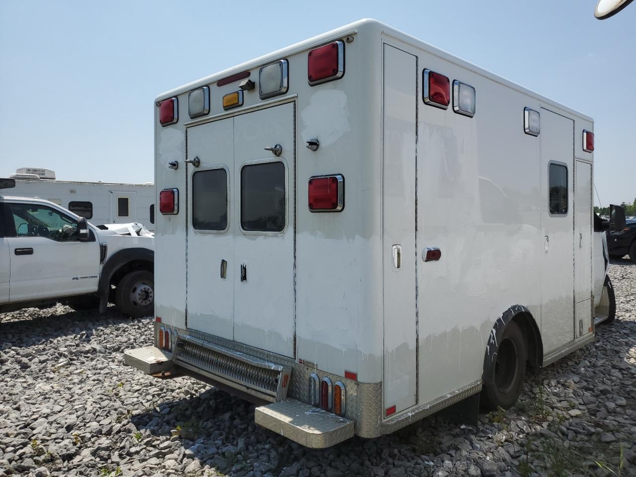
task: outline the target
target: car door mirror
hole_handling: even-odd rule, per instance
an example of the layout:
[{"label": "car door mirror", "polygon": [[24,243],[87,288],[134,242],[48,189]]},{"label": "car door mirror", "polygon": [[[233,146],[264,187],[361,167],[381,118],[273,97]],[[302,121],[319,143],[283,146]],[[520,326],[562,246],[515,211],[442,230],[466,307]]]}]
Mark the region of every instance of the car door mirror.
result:
[{"label": "car door mirror", "polygon": [[88,223],[83,217],[78,219],[78,240],[80,242],[88,242],[90,238],[88,232]]},{"label": "car door mirror", "polygon": [[609,232],[619,232],[625,228],[625,209],[621,205],[609,206]]}]

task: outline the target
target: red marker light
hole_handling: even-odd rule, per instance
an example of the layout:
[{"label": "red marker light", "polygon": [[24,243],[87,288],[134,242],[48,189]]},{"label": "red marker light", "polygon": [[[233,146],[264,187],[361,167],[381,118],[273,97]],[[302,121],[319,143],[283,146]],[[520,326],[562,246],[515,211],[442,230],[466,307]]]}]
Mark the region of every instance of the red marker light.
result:
[{"label": "red marker light", "polygon": [[345,179],[340,174],[311,177],[308,190],[312,212],[340,212],[345,207]]},{"label": "red marker light", "polygon": [[448,76],[424,70],[424,102],[446,109],[450,104],[450,80]]},{"label": "red marker light", "polygon": [[178,213],[178,189],[164,189],[159,193],[159,211],[164,215],[174,215]]},{"label": "red marker light", "polygon": [[345,74],[345,44],[334,41],[307,54],[307,80],[311,86],[342,78]]},{"label": "red marker light", "polygon": [[594,133],[583,130],[583,151],[591,153],[594,150]]},{"label": "red marker light", "polygon": [[178,102],[176,98],[170,98],[159,103],[159,122],[162,126],[174,124],[179,120]]}]

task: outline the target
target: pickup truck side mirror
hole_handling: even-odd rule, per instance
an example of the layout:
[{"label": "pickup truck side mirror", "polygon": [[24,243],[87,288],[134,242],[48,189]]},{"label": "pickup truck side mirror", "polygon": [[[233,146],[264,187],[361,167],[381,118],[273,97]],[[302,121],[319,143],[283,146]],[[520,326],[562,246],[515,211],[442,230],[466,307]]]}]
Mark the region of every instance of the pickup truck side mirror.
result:
[{"label": "pickup truck side mirror", "polygon": [[13,189],[15,187],[15,179],[0,179],[0,189]]},{"label": "pickup truck side mirror", "polygon": [[80,217],[78,220],[78,240],[80,242],[88,242],[90,238],[88,223],[86,221],[85,218]]},{"label": "pickup truck side mirror", "polygon": [[620,205],[609,206],[609,232],[619,232],[625,228],[625,209]]}]

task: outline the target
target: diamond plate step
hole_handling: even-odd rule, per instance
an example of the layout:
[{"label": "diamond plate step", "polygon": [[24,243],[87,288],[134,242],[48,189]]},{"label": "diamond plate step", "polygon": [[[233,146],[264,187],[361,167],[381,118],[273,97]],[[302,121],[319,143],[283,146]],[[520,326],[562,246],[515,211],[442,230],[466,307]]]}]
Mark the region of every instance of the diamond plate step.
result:
[{"label": "diamond plate step", "polygon": [[123,358],[128,366],[149,375],[172,370],[172,354],[154,346],[127,350],[123,352]]},{"label": "diamond plate step", "polygon": [[354,422],[296,399],[261,406],[254,411],[259,425],[305,447],[331,447],[354,436]]}]

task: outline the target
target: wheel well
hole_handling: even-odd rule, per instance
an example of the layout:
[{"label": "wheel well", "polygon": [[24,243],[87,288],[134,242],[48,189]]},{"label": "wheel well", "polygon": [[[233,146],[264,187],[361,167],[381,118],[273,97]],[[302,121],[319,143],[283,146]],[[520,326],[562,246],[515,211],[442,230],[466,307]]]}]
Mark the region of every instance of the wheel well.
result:
[{"label": "wheel well", "polygon": [[523,332],[530,369],[533,371],[538,371],[543,365],[543,342],[534,318],[529,313],[522,312],[515,315],[512,321],[519,325]]},{"label": "wheel well", "polygon": [[131,272],[136,272],[140,270],[154,273],[155,263],[149,260],[143,259],[131,260],[129,262],[127,262],[118,268],[117,271],[111,277],[110,285],[117,286],[117,284],[120,282],[120,280],[125,275],[128,275]]}]

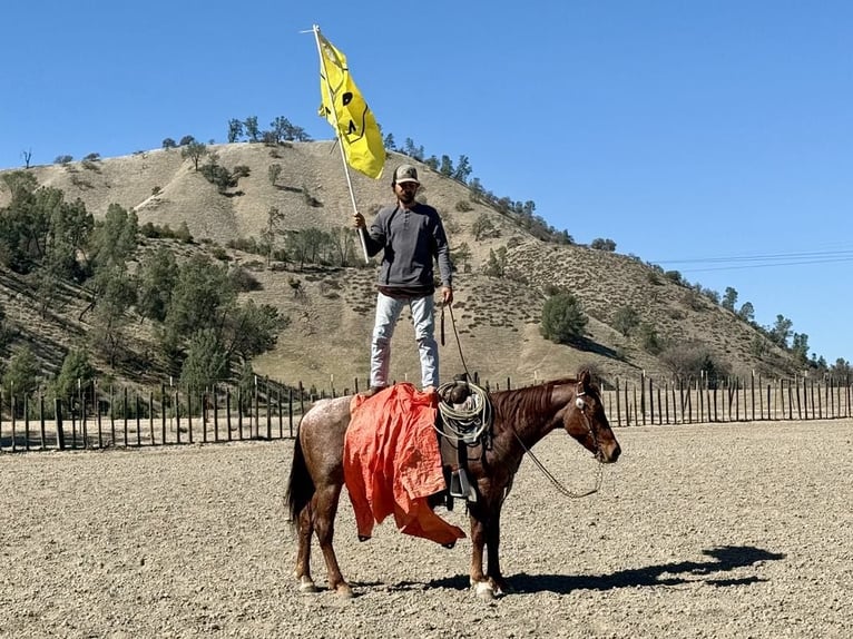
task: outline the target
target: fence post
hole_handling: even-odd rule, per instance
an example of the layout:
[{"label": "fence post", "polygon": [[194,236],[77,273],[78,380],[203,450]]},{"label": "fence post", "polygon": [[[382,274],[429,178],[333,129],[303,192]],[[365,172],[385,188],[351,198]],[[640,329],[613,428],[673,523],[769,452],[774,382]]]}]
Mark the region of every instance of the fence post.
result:
[{"label": "fence post", "polygon": [[216,384],[213,387],[214,396],[214,441],[219,441],[219,393],[216,391]]},{"label": "fence post", "polygon": [[[357,380],[355,385],[357,387]],[[287,389],[287,427],[291,439],[293,439],[293,389]]]},{"label": "fence post", "polygon": [[41,445],[39,446],[39,450],[45,450],[46,443],[45,440],[47,439],[46,432],[45,432],[45,395],[39,393],[39,431],[41,434]]},{"label": "fence post", "polygon": [[643,425],[646,425],[646,371],[640,372],[640,413],[643,414]]},{"label": "fence post", "polygon": [[225,425],[228,429],[228,441],[231,441],[231,389],[225,389]]},{"label": "fence post", "polygon": [[151,431],[151,445],[155,445],[157,441],[154,438],[154,391],[148,391],[148,429]]},{"label": "fence post", "polygon": [[134,393],[134,406],[136,409],[136,445],[139,448],[143,445],[143,424],[139,421],[139,393]]},{"label": "fence post", "polygon": [[57,417],[57,448],[63,451],[66,450],[66,434],[62,431],[62,400],[59,397],[53,400],[53,414]]},{"label": "fence post", "polygon": [[121,390],[121,419],[125,424],[125,448],[127,448],[127,386]]}]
- - - - - - -
→ **TASK**:
Extract every line from the entries above that contains the string "fence", treating uppercase and lowercase letters as distinct.

→ **COMPLETE RESPONSE**:
target: fence post
[{"label": "fence post", "polygon": [[194,236],[77,273],[78,380],[203,450]]},{"label": "fence post", "polygon": [[[382,274],[429,178],[333,129],[303,192]],[[365,172],[385,188],[351,198]],[[640,329],[613,428],[673,523],[769,452],[774,382]]]}]
Mark the region of every instance of the fence post.
[{"label": "fence post", "polygon": [[216,384],[213,387],[214,396],[214,441],[219,441],[219,393],[216,391]]},{"label": "fence post", "polygon": [[[357,380],[355,385],[357,387]],[[287,389],[287,427],[291,439],[293,439],[293,389]]]},{"label": "fence post", "polygon": [[41,445],[39,446],[39,450],[45,450],[46,443],[45,440],[47,439],[46,432],[45,432],[45,395],[39,393],[39,431],[41,434]]},{"label": "fence post", "polygon": [[643,425],[646,425],[646,371],[640,372],[640,413],[643,414]]},{"label": "fence post", "polygon": [[225,425],[228,429],[228,441],[231,441],[231,389],[225,389]]},{"label": "fence post", "polygon": [[151,431],[151,445],[155,445],[157,441],[154,438],[154,391],[148,391],[148,429]]},{"label": "fence post", "polygon": [[134,393],[134,406],[136,409],[136,445],[139,448],[143,445],[143,424],[139,421],[139,393]]},{"label": "fence post", "polygon": [[57,417],[57,448],[63,451],[66,450],[66,434],[62,431],[62,400],[59,397],[53,400],[53,414]]},{"label": "fence post", "polygon": [[121,390],[121,419],[125,424],[125,448],[127,448],[127,386]]}]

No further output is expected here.